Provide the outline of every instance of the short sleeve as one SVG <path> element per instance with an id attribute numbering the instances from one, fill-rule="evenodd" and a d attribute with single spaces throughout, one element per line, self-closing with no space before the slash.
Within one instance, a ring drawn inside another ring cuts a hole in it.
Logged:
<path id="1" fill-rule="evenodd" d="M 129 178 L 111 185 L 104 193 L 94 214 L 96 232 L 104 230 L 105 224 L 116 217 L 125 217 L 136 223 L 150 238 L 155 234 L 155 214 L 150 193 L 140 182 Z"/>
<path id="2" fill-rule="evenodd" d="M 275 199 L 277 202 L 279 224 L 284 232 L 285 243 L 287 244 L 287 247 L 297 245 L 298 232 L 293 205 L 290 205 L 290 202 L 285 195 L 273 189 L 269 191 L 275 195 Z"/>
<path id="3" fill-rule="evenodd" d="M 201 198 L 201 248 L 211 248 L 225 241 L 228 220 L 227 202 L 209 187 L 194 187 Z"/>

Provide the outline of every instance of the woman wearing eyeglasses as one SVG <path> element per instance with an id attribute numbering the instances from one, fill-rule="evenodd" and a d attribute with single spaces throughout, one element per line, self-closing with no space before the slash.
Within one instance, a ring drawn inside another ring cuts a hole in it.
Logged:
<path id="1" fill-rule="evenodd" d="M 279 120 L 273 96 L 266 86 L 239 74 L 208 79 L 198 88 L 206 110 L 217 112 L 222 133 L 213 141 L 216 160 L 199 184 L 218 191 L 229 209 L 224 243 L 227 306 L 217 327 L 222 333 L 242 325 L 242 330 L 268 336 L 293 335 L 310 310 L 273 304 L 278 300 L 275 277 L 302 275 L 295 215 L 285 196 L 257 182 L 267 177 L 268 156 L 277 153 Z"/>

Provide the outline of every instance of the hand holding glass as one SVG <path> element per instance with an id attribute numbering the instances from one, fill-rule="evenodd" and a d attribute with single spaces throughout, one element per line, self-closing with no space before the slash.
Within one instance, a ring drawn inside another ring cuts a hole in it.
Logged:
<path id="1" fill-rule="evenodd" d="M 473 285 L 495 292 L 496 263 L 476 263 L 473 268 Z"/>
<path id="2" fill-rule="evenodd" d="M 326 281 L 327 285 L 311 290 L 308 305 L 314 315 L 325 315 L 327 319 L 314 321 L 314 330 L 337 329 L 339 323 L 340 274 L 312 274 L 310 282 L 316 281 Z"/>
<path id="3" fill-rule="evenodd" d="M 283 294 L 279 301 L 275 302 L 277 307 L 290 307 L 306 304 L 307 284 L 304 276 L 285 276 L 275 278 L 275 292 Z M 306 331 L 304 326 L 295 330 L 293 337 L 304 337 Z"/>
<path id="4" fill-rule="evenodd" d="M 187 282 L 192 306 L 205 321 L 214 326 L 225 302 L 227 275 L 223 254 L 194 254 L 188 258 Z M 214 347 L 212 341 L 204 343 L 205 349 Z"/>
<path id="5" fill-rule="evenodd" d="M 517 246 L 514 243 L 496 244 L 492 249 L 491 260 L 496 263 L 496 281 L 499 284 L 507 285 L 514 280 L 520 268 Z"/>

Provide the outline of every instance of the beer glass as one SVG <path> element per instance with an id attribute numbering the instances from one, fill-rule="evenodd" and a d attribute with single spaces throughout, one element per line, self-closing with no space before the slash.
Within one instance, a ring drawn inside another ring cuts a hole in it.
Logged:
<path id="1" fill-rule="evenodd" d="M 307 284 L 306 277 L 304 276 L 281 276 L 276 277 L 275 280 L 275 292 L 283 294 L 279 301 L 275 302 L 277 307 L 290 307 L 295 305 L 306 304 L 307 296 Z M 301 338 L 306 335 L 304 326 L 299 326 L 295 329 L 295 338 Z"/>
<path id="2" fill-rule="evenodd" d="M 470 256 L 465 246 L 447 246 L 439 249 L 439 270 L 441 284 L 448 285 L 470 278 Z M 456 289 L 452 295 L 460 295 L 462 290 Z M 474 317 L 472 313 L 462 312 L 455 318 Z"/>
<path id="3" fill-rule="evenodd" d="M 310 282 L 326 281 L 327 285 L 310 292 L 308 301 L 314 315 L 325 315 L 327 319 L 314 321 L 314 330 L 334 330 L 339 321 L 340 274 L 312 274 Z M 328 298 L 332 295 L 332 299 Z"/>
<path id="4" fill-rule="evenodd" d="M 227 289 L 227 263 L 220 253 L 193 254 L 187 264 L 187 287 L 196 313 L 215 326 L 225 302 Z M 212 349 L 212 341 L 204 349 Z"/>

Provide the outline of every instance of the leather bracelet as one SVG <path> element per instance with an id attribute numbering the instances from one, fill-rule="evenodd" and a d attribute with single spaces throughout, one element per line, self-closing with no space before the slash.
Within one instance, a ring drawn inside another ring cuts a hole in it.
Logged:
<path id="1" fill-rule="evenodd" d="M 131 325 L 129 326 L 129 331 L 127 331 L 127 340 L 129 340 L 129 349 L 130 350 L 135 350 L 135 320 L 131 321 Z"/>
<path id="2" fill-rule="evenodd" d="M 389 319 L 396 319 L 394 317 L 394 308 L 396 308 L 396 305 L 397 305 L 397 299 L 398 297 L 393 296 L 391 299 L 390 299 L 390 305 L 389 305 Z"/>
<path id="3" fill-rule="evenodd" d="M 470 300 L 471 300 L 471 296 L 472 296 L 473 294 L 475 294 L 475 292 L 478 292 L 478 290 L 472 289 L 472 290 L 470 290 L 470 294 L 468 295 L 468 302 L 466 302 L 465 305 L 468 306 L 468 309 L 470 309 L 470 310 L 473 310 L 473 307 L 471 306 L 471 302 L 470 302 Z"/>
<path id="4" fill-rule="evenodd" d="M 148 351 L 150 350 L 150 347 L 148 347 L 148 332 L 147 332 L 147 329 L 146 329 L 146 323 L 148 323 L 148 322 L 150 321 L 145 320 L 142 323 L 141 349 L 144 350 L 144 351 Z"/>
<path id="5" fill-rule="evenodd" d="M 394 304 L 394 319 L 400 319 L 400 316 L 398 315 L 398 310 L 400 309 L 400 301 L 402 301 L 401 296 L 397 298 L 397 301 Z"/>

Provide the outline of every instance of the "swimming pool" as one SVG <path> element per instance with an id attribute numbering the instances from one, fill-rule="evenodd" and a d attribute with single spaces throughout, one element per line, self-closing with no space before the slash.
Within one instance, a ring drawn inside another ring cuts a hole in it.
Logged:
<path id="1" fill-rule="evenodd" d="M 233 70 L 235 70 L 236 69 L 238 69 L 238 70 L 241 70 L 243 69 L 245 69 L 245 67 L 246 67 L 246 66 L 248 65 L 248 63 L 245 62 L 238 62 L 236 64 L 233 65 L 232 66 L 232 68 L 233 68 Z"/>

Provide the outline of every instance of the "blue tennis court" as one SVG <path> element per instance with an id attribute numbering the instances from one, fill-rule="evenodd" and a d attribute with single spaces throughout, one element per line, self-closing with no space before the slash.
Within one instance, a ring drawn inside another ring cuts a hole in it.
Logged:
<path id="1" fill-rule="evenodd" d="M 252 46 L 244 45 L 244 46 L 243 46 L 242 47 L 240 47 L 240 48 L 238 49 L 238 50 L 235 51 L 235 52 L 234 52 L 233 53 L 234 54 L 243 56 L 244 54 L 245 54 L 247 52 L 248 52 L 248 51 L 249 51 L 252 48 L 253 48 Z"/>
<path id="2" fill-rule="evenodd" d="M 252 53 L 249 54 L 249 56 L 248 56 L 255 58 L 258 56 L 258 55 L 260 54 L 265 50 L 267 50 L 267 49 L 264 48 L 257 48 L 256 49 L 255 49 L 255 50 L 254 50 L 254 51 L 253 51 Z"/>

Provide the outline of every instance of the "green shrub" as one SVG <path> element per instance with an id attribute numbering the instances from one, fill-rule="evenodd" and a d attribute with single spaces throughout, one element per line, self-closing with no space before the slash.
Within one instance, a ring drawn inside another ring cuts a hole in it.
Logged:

STATED EXERCISE >> Write out the data again from its first line through the line containing "279 120 L 273", including both of those lines, with no changes.

COMPLETED EXERCISE >>
Provide the outline of every instance of the short sleeve as one SVG <path> element per instance with an id attribute numbering the instances from one, fill-rule="evenodd" and a d attribute with single spaces throughout, one element per line, self-closing with no space before the slash.
Within one instance, a ring drawn inside another ring cuts a hole in it.
Logged:
<path id="1" fill-rule="evenodd" d="M 129 178 L 111 185 L 104 193 L 94 214 L 96 232 L 104 230 L 105 224 L 116 217 L 125 217 L 136 223 L 150 238 L 155 234 L 155 214 L 150 193 L 140 182 Z"/>
<path id="2" fill-rule="evenodd" d="M 275 199 L 277 202 L 279 224 L 284 232 L 285 243 L 287 244 L 287 247 L 297 245 L 298 232 L 293 205 L 290 205 L 290 202 L 285 195 L 273 189 L 269 191 L 275 195 Z"/>
<path id="3" fill-rule="evenodd" d="M 201 198 L 201 248 L 211 248 L 225 241 L 228 220 L 227 202 L 209 187 L 194 187 Z"/>

Provide the outline of every instance of the woman wearing eyeglasses as one SVG <path> element per instance with an id attribute numbering the instances from one, fill-rule="evenodd" and a d attribute with single spaces throughout, one element per line, self-closing with no space before the slash.
Within one instance, a ring drawn inside another ring cuts a hole in it.
Logged:
<path id="1" fill-rule="evenodd" d="M 279 120 L 273 96 L 266 86 L 239 74 L 208 79 L 198 88 L 206 110 L 217 112 L 222 133 L 213 141 L 216 160 L 199 184 L 218 191 L 229 209 L 224 243 L 227 306 L 217 327 L 222 333 L 242 325 L 242 330 L 268 336 L 293 335 L 310 310 L 273 304 L 278 300 L 275 277 L 302 275 L 295 215 L 285 196 L 257 182 L 267 177 L 268 156 L 277 153 Z"/>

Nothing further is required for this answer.